Work request:
Restate word for word the lines of the records below, starting at the line that contains "Target: beige tool pouch" and ending at the line that contains "If you could mark the yellow", with both of those lines included and nothing else.

Exercise data:
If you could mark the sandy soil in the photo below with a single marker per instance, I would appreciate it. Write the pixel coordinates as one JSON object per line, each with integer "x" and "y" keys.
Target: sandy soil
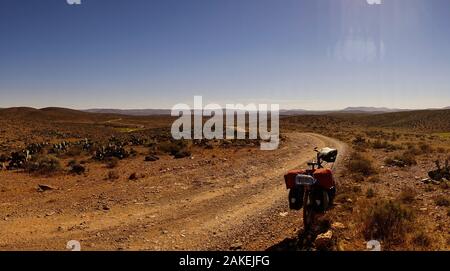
{"x": 221, "y": 199}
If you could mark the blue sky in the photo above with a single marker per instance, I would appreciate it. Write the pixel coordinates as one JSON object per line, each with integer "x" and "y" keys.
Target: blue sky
{"x": 312, "y": 54}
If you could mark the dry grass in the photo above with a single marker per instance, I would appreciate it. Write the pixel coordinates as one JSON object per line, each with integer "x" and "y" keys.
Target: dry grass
{"x": 360, "y": 164}
{"x": 387, "y": 221}
{"x": 43, "y": 165}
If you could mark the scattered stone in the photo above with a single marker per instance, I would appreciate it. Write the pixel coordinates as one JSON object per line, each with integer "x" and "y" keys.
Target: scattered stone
{"x": 236, "y": 246}
{"x": 338, "y": 226}
{"x": 427, "y": 180}
{"x": 324, "y": 241}
{"x": 283, "y": 214}
{"x": 45, "y": 187}
{"x": 133, "y": 177}
{"x": 151, "y": 158}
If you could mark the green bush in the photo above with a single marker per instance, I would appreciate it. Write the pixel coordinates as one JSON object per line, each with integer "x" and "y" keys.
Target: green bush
{"x": 387, "y": 221}
{"x": 43, "y": 164}
{"x": 361, "y": 165}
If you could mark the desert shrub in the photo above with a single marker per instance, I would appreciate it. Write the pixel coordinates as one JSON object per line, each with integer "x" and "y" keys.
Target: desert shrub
{"x": 113, "y": 175}
{"x": 412, "y": 149}
{"x": 378, "y": 144}
{"x": 182, "y": 154}
{"x": 76, "y": 168}
{"x": 361, "y": 165}
{"x": 408, "y": 195}
{"x": 112, "y": 162}
{"x": 43, "y": 164}
{"x": 387, "y": 221}
{"x": 405, "y": 159}
{"x": 359, "y": 140}
{"x": 442, "y": 201}
{"x": 74, "y": 151}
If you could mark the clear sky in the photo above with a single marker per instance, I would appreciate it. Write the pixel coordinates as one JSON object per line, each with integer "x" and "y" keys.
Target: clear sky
{"x": 311, "y": 54}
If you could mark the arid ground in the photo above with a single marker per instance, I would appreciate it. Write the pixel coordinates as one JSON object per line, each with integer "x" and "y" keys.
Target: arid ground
{"x": 116, "y": 182}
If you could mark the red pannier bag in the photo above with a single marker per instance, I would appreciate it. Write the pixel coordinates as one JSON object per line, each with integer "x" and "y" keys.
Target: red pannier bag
{"x": 289, "y": 177}
{"x": 325, "y": 178}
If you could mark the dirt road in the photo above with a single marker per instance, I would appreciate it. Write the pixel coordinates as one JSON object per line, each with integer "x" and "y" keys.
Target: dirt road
{"x": 219, "y": 200}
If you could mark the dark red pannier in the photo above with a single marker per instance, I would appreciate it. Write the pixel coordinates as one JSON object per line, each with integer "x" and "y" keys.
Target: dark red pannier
{"x": 325, "y": 178}
{"x": 289, "y": 177}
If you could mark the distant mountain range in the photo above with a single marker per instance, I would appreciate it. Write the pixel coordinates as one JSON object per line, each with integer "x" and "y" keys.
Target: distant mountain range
{"x": 131, "y": 112}
{"x": 359, "y": 109}
{"x": 160, "y": 112}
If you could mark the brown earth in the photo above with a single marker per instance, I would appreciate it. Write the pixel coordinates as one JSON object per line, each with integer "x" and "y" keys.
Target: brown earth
{"x": 216, "y": 200}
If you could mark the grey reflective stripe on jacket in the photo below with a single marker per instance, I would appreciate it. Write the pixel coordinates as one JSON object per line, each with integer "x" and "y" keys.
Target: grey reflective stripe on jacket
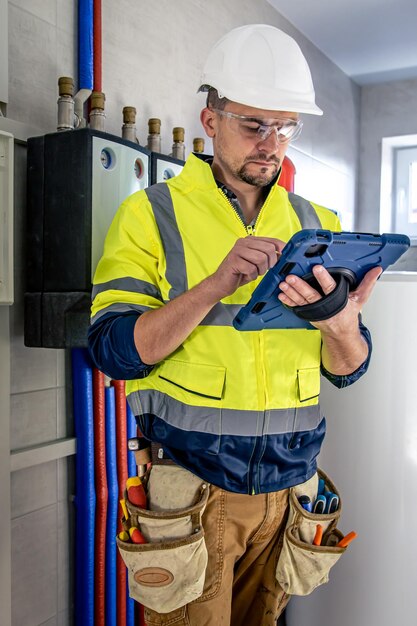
{"x": 229, "y": 421}
{"x": 163, "y": 209}
{"x": 160, "y": 199}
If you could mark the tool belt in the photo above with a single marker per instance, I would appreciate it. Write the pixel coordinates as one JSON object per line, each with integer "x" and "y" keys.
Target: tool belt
{"x": 159, "y": 456}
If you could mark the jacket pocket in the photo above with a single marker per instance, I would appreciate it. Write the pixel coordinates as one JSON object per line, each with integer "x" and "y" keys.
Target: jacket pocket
{"x": 303, "y": 566}
{"x": 199, "y": 379}
{"x": 168, "y": 571}
{"x": 308, "y": 383}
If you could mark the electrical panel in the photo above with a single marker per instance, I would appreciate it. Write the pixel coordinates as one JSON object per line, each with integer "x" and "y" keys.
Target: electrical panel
{"x": 6, "y": 218}
{"x": 76, "y": 182}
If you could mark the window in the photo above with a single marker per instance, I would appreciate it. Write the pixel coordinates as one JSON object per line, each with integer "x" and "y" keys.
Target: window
{"x": 398, "y": 209}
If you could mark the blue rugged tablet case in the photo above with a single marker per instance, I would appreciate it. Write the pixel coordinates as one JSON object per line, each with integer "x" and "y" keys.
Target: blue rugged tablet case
{"x": 351, "y": 254}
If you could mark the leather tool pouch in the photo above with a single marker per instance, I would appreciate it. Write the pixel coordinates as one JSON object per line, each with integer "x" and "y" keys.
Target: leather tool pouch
{"x": 303, "y": 566}
{"x": 168, "y": 571}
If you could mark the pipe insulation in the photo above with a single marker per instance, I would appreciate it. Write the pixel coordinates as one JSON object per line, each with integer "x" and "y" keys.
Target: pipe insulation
{"x": 85, "y": 44}
{"x": 131, "y": 433}
{"x": 85, "y": 497}
{"x": 112, "y": 508}
{"x": 121, "y": 453}
{"x": 131, "y": 467}
{"x": 101, "y": 496}
{"x": 97, "y": 47}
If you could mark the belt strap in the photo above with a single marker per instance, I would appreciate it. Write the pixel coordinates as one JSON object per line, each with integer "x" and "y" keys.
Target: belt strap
{"x": 159, "y": 455}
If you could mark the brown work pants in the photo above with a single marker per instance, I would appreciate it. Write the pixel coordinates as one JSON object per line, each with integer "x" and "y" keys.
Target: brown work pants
{"x": 243, "y": 536}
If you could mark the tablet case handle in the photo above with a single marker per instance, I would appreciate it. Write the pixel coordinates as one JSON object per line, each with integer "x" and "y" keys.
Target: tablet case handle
{"x": 329, "y": 305}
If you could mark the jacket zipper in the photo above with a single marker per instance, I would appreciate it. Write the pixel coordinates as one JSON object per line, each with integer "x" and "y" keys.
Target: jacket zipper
{"x": 253, "y": 481}
{"x": 250, "y": 228}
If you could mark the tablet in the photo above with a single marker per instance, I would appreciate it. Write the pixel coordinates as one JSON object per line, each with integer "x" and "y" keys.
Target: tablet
{"x": 348, "y": 256}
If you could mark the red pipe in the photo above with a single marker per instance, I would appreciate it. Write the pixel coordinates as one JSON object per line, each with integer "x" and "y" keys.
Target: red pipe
{"x": 101, "y": 497}
{"x": 287, "y": 175}
{"x": 97, "y": 46}
{"x": 122, "y": 476}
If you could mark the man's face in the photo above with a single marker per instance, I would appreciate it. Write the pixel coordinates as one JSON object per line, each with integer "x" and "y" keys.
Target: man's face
{"x": 241, "y": 151}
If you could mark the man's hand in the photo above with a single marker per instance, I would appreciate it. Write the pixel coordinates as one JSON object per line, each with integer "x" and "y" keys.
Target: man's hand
{"x": 343, "y": 349}
{"x": 297, "y": 292}
{"x": 249, "y": 258}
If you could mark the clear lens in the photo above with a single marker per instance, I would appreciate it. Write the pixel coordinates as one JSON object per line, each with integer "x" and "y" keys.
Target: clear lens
{"x": 260, "y": 129}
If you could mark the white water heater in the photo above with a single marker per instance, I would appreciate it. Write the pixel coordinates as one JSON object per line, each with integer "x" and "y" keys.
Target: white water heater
{"x": 371, "y": 454}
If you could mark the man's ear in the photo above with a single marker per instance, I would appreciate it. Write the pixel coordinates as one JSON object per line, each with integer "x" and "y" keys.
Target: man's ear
{"x": 207, "y": 118}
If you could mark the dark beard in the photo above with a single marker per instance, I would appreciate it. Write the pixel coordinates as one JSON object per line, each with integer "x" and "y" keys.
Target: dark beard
{"x": 257, "y": 180}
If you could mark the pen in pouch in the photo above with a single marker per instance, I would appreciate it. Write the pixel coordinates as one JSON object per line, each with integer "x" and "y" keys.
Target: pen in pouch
{"x": 332, "y": 502}
{"x": 321, "y": 487}
{"x": 347, "y": 539}
{"x": 318, "y": 536}
{"x": 306, "y": 503}
{"x": 320, "y": 505}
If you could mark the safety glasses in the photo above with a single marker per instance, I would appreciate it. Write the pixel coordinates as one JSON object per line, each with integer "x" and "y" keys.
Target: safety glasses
{"x": 259, "y": 129}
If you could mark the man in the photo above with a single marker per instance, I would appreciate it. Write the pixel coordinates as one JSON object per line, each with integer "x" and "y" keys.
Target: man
{"x": 238, "y": 410}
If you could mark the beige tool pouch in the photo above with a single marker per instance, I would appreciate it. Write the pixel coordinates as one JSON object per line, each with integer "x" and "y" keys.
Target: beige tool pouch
{"x": 168, "y": 571}
{"x": 303, "y": 566}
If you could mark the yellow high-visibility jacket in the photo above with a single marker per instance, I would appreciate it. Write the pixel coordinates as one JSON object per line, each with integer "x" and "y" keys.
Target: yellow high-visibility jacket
{"x": 239, "y": 409}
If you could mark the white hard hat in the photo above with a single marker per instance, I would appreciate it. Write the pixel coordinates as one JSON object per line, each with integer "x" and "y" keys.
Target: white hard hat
{"x": 263, "y": 67}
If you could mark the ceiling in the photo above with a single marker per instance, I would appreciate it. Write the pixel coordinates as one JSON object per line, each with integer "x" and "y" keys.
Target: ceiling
{"x": 370, "y": 40}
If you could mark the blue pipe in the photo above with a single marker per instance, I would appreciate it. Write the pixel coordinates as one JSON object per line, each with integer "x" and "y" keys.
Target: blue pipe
{"x": 131, "y": 466}
{"x": 112, "y": 506}
{"x": 85, "y": 497}
{"x": 131, "y": 432}
{"x": 85, "y": 44}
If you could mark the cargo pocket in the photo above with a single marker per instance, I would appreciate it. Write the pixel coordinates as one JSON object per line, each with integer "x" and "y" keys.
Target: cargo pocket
{"x": 168, "y": 571}
{"x": 200, "y": 387}
{"x": 308, "y": 383}
{"x": 303, "y": 566}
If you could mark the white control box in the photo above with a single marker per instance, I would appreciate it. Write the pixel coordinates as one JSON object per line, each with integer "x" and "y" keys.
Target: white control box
{"x": 6, "y": 218}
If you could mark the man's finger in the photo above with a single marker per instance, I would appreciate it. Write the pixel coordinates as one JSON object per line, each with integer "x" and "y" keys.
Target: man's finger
{"x": 363, "y": 291}
{"x": 325, "y": 280}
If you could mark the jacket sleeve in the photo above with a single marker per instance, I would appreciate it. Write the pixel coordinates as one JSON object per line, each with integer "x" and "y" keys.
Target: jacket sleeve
{"x": 126, "y": 284}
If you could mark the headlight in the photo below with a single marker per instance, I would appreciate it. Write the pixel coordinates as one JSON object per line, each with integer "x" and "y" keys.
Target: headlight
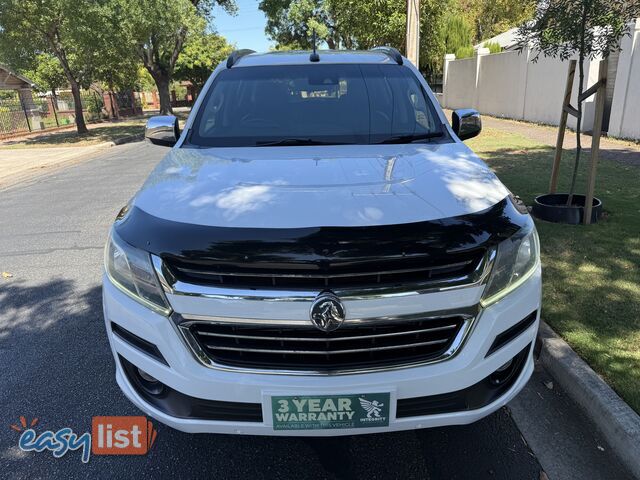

The completed task:
Target: beige tool pouch
{"x": 168, "y": 571}
{"x": 303, "y": 566}
If you could mark the yellow high-visibility jacket in the photo above with a single marker per instance, I would appreciate it. Write the pixel coordinates as one JSON object per line, each with integer "x" and "y" keys.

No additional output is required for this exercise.